Prompt A:
In the entries, swap "blue sky" for "clear sky" in the lines from the one with "# Outline the region of every instance of the blue" up to and including the one with "--target blue sky". Write out only those lines, with everything else left as is.

Source extract:

◇ ◇ ◇ ◇ ◇ ◇ ◇

[Part 1], [Part 2]
In part 1, we saw two algorithms for finding unique items in a collection - sort-unique and hash-unique. After benchmarking them in C++ we found that while sort-unique was reasonably well-behaved (performing quite predictably), hash-unique had a stepped curve (linked to the CPU cache hierarchy) and a surprisingly high cost per unique item (linked with allocation). We will noe extend our work of part 1 in two areas - trying to see if we can improve on hash-unique, and benchmarking the two original methods in Java and Javascript, to check that our results don't only apply to C++.
We haven't yet discussed why hash-unique scales so badly with unique items. Our main suspects are memory locality and dynamic memory allocation (especially since hash-unique is actually an incremental process, maintaining a set of unique items at all times, rather than only computing it when required). It is hard to do much about locality, since this is fundamental to the hashing solution. However since our task is to do a "one-off unique" (rather than an incremental "maintain-unique"), we might be able to "fix" the dynamic allocation problem.
Our idea is to count an upper bound on the number of items in each hash bucket, using a preparation pass where we count the total number of items that would be mapped to each hash bucket. This upper bound will only be reached if there are no duplicates, but means we can prepare enough space so we'll never need to reallocate memory. We then allocate contiguous chunks of memory for each hash bucket (e.g. a single array for the whole table, with stored indices in each hash bucket.) Note that this is a sort of separate chaining, but can use an array rather than a linked list, since we know an upper bound on the size of each bucket.
In the second pass, we find unique items by hashing each item again, then doing an "insert if new" into the hash bucket backing array. Finally, we scan through the buckets, removing any space between buckets so that the unique items are contiguous (which can be done in-place).
The whole procedure looks something like this:
The implementation of this method (let's call it custom-hash-unique) is a bit more involved, if interested, see code here. Let's see how it performs, looking at the trend of int32
with 50% unique items:
This all looks quite good - custom-hash-unique has a similar shape to hash-unique, but is considerably faster. Looks like allocations matter quite a lot! You might expect to see similar or better performance with a properly configured open addressing hash set, which could also be preallocated to a sensible size, and would save the trouble of following a pointer (or offset) from the hash table itself to the backing array.
Returning to our two simple alternatives sort-unique and hash-unique, let's benchmark two other popular languages - Javascript & Java to see if they show a similar pattern.
We implemented both sort-unique and hash-unique in Javascript, and benchmarked it as a standalone script using Node.js. The implementation of hash-unique was very easy:
let unique = new Set(items);
return Array.from(unique);
However, sort-unique required our own adjacent-unique loop, as there is no equivalent of std::unique
in Javascript's built-ins (code here). Here are the results (median runtime):
$N$ | $N_{unique}/N$ | sort-unique | hash-unique |
---|---|---|---|
$2^{16}$ | $\frac{1}{16}$ | 519 ns | 39 ns |
$2^{20}$ | $\frac{1}{2}$ | 1284 ns | 182 ns |
$2^{24}$ | $1$ | 1571 ns | 365 ns |
These headline performance numbers show that hash-unique is much (5-20x) faster than sort-unique; we suspect this is because we had to implement the second pass of sort-unique (which removes adjacent duplicates) as a Javascript loop (there is no built-in method to speed it up). However, the performance of hash-unique looks very good - let's compare it with C++:
Not too bad, Javascript, for a language that is meant to be slower than C++! Clearly the implementations of new Set(items)

◇ ◇ ◇ ◇ ◇ ◇ ◇

Exercise materials:
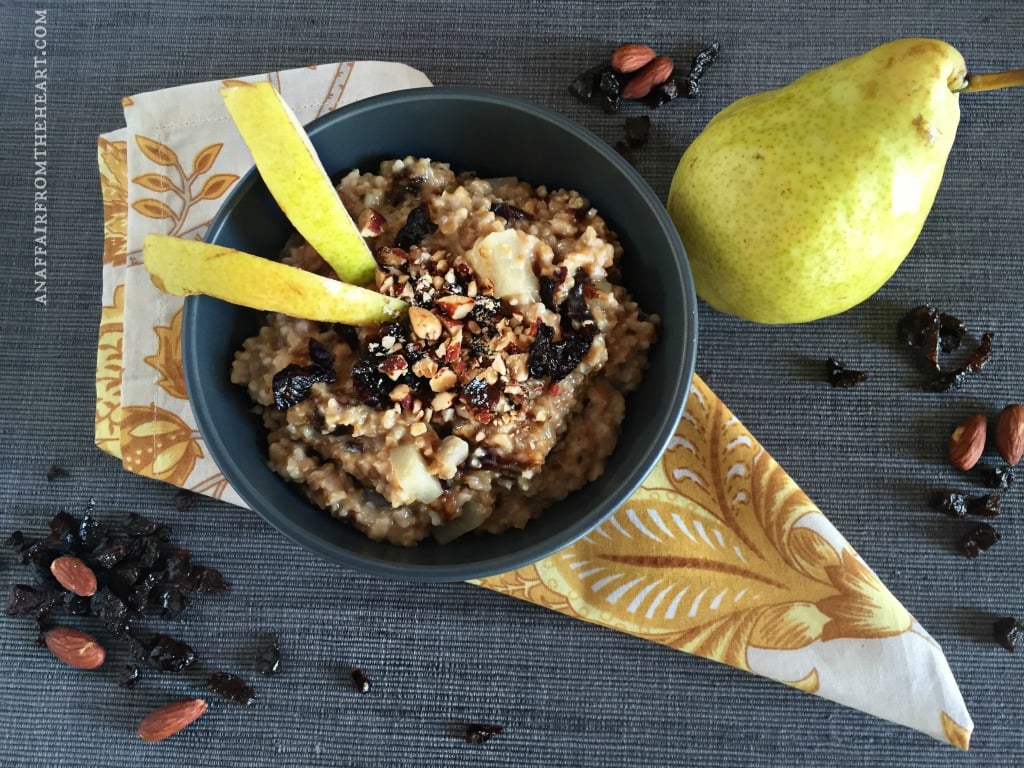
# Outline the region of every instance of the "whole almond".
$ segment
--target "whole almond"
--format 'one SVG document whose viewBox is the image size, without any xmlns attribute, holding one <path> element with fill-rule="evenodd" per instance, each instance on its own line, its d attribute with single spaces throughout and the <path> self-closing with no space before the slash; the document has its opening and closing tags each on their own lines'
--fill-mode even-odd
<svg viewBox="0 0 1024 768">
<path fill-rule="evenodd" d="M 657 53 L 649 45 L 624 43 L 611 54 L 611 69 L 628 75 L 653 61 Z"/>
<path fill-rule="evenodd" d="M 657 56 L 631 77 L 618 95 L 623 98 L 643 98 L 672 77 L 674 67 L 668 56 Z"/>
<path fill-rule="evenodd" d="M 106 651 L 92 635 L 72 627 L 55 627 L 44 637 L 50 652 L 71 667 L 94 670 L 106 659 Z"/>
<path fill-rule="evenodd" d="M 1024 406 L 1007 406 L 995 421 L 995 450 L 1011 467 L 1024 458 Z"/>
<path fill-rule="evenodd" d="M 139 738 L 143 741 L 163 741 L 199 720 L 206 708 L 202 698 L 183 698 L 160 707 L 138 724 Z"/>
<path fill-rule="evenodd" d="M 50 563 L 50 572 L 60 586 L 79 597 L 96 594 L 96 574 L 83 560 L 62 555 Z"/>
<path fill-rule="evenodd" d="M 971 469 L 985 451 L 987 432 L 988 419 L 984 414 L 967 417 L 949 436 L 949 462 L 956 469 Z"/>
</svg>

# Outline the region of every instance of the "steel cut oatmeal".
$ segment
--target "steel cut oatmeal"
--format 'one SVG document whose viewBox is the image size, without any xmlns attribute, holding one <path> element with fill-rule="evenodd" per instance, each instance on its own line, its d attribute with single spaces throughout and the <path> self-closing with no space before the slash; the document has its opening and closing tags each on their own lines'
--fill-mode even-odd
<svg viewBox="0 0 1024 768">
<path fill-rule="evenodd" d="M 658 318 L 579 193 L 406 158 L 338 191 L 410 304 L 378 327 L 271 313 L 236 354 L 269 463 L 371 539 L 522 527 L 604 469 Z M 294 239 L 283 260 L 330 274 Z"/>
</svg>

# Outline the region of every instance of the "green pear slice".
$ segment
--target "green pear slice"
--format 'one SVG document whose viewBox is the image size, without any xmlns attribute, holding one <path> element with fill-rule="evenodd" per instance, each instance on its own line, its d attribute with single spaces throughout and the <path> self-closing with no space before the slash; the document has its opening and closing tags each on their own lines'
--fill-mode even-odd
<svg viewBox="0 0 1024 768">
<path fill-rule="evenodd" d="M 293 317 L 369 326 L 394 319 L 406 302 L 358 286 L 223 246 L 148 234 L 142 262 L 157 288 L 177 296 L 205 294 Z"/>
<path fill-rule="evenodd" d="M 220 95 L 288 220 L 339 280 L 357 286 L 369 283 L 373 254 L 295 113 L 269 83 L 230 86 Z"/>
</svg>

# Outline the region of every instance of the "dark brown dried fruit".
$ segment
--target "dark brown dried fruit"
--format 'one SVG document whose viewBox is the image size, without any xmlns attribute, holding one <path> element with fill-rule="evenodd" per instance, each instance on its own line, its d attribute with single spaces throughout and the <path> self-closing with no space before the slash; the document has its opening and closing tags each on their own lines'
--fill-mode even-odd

◇ ◇ ◇ ◇ ◇ ◇ ◇

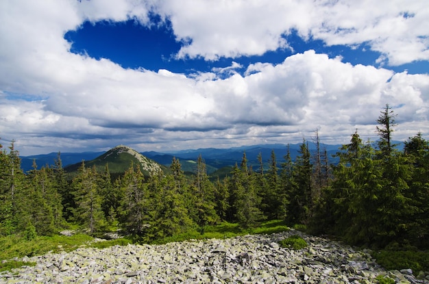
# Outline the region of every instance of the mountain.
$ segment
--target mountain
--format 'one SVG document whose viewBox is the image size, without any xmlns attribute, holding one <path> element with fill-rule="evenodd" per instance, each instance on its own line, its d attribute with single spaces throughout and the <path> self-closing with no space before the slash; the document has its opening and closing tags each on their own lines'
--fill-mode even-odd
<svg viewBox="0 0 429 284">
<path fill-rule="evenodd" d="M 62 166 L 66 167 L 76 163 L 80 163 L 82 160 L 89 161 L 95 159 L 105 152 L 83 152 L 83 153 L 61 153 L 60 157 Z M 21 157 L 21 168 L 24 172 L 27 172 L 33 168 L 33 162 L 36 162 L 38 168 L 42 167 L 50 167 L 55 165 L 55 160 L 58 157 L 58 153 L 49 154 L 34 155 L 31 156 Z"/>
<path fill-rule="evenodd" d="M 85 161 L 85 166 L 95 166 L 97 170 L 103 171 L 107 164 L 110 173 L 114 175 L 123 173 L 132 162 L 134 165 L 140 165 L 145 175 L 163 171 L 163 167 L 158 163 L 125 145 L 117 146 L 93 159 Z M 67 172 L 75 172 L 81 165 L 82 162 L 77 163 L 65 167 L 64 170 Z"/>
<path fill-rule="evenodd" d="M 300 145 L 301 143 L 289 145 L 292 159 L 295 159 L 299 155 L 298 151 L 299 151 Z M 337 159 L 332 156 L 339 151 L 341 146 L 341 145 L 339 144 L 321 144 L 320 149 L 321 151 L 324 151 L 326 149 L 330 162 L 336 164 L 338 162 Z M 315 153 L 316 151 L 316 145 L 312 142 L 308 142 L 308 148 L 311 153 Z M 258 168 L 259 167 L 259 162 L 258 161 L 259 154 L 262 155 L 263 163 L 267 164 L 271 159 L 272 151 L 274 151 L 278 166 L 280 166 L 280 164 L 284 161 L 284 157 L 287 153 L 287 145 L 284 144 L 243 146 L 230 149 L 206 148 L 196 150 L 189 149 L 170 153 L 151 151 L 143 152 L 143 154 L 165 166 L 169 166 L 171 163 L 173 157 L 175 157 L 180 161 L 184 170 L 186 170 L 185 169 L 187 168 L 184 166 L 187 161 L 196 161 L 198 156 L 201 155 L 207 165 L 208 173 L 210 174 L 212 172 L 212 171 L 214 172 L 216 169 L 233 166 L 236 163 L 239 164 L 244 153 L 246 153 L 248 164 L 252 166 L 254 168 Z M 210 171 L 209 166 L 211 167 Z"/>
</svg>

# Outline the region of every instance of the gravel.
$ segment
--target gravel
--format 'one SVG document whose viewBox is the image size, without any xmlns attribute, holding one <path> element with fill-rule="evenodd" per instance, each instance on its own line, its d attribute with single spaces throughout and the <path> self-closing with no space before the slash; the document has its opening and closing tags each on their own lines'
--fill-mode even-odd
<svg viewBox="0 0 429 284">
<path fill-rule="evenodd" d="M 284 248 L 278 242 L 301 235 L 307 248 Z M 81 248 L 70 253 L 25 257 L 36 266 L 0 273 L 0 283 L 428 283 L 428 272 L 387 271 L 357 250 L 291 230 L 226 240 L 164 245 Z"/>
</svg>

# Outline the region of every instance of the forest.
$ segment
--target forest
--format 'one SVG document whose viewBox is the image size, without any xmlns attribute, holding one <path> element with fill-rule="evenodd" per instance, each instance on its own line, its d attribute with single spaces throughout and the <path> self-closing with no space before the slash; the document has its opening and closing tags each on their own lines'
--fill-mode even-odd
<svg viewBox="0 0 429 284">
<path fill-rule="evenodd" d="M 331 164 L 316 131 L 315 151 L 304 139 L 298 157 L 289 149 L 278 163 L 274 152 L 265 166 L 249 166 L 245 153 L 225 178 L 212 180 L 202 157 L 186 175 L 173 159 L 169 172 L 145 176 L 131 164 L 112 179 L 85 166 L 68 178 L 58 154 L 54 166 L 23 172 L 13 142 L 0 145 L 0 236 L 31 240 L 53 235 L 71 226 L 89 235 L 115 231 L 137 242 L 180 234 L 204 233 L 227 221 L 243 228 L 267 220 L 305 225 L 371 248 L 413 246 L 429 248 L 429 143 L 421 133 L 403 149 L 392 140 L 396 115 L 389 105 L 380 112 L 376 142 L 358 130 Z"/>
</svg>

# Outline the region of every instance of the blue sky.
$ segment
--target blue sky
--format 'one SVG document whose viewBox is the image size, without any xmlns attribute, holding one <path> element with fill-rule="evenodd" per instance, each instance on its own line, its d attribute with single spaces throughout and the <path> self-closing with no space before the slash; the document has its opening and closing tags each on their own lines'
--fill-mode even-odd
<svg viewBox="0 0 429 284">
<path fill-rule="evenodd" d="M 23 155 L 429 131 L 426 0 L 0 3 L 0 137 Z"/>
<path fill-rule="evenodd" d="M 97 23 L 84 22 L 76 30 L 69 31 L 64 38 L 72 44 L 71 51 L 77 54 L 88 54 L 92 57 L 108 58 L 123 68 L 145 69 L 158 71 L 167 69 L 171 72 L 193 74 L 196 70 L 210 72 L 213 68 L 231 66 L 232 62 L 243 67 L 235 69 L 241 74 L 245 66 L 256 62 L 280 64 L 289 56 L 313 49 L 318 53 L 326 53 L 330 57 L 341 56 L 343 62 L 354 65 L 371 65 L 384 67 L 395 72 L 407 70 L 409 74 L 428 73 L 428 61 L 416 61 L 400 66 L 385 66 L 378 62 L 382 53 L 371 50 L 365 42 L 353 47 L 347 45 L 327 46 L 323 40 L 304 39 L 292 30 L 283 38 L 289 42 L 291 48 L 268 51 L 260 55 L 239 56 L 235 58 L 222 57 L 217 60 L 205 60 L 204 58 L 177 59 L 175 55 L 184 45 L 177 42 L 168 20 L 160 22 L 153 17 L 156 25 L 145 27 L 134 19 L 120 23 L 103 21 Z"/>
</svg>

◇ ◇ ◇ ◇ ◇ ◇ ◇

Prompt B:
Carry on the write-up about finding unique items from the point where it stops.

Result A:
# Outline the region of every instance of the clear sky.
$ segment
--target clear sky

Result B:
and Array.from()
are reasonably efficient. This result suggests we should "run with the language" (i.e. lean heavily on the built-in data structures) where possible - particularly in very dynamic languages like Javascript. When we do this, even slower languages can match faster ones! Being able to use an optimised built-in routine rather than a scripted version can far outweigh any small algorithmic differences.
We tried the same again in Java. Again we're testing collections of integers, but in Java they can be "boxed" (held in an Object) e.g. HashSet<Integer>
, or unboxed (held directly as a primitive value) e.g. int[]
. We decided to use unboxed int
values wherever possible, but in order to use HashSet
, our implementation of hash-unique boxed them temporarily. The results show good performance in general:
$N$ | $N_{unique}/N$ | sort-unique | hash-unique |
---|---|---|---|
$2^{16}$ | $\frac{1}{16}$ | 92 ns | 38 ns |
$2^{20}$ | $\frac{1}{2}$ | 138 ns | 194 ns |
$2^{24}$ | $1$ | 157 ns | 369 ns |
This seems close enough to our original C++ results that it's worth comparing the trend:
Here we see Java performing about as well as C++, sometimes even better. However, the performance seems to follow the same trend, so what we learnt from C++ (hash-unique is fastest for a data size that fit in L3, and low ratio of unique items, otherwise sort-unique) seems to apply to Java too.
Java's hash-unique & sort-unique behave similarly to C++
Despite boxing integers & having a garbage collector in place of a manual allocator, Java implementations of these algorithms scale similarly and even have competitive runtime with their C++ versions.
Javascript prefers the built-in hash-unique
In dynamic languages, it is often more important to use built-in methods where possible than to achieve peak algorithmic efficiency, and this seems to be the case with Javascript. Even in cases where (if we were in C++/Java), sort-unique should be faster, hash-unique is faster in Javascript due to the efficiency of the library implementations of common data structures and algorithms.
Using a specialised "one-off unique" (rather than "maintain unique") can speed up hash-unique
Since we know all the items that are going to be added to the hash set in advance, we can construct an array with enough space allocated for every item in the original (and estimate an appropriate number of buckets). This means we never need to reallocate buckets or space for items (and items in a hash bucket can be contiguous in memory), which can give better performance.